[Records excerpted from a collection]
****************
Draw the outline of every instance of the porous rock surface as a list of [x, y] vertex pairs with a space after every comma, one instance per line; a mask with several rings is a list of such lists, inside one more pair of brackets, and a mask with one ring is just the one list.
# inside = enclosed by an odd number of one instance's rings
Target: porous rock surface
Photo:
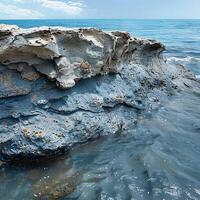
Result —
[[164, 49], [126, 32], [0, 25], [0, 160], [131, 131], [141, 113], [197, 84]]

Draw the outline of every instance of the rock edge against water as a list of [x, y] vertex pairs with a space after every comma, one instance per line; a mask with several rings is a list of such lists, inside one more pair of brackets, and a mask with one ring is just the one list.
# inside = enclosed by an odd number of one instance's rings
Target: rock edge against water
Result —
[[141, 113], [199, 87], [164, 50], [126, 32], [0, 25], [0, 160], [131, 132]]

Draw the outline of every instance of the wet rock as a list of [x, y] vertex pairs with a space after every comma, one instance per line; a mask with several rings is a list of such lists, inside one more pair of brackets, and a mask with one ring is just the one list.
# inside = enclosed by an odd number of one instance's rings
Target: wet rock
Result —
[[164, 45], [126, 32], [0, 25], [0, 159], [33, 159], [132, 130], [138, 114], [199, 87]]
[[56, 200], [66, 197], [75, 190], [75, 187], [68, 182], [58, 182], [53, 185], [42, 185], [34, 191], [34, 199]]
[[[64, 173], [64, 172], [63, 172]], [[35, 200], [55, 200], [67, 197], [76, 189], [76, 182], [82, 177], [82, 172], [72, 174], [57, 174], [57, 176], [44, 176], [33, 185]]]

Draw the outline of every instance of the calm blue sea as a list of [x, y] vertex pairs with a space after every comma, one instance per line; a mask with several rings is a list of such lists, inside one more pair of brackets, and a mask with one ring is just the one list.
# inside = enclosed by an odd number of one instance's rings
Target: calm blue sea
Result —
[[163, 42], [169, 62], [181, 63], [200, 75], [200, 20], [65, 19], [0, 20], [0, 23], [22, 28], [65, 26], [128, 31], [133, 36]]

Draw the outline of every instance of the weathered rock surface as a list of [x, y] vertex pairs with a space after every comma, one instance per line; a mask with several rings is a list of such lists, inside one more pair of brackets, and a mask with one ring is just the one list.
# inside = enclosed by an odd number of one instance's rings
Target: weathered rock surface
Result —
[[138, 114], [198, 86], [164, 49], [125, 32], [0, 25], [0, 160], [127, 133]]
****************
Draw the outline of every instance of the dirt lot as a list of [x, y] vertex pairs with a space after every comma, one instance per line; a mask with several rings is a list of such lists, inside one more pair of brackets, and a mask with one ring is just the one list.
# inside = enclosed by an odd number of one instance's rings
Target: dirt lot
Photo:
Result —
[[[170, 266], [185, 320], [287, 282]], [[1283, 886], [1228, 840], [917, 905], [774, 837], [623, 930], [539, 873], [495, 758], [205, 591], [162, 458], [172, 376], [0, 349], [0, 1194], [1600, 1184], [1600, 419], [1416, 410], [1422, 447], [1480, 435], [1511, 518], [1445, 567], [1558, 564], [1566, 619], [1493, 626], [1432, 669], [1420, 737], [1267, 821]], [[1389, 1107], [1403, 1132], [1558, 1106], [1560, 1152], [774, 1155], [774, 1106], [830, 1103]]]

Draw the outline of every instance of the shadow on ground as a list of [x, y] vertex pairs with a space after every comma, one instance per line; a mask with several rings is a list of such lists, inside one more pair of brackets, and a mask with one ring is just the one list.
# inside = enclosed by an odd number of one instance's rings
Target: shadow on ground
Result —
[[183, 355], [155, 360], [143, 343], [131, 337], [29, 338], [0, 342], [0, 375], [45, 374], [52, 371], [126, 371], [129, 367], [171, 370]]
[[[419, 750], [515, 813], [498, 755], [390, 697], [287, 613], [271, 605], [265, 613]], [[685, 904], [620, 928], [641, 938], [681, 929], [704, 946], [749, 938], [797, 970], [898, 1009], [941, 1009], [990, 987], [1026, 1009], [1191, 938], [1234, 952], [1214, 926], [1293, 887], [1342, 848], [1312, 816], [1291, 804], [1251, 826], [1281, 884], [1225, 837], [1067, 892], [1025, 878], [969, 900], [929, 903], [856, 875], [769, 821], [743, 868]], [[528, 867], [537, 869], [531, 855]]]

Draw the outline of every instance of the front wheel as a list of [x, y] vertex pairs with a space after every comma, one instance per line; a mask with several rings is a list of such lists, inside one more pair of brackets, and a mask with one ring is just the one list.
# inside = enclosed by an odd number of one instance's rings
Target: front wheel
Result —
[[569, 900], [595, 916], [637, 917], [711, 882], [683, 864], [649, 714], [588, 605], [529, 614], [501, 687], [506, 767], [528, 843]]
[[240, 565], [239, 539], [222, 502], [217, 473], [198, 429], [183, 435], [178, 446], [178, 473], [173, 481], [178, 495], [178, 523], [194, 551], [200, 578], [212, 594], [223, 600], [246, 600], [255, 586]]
****************
Your goal: From the records above, extract exactly and only the lines that begin at the line with "Draw the outline of every instance of the wet" and stop after the line with "Target: wet rock".

Written response:
Draw the outline of every instance of the wet rock as a list of [x, y] vertex pairs with a space after every comma, one instance per line; a mask with several rings is a list of such lists, inside one more pair of brackets, and a mask with one ring is just the one list.
# inside = enclosed by an odd number of one instance's rings
Target: wet rock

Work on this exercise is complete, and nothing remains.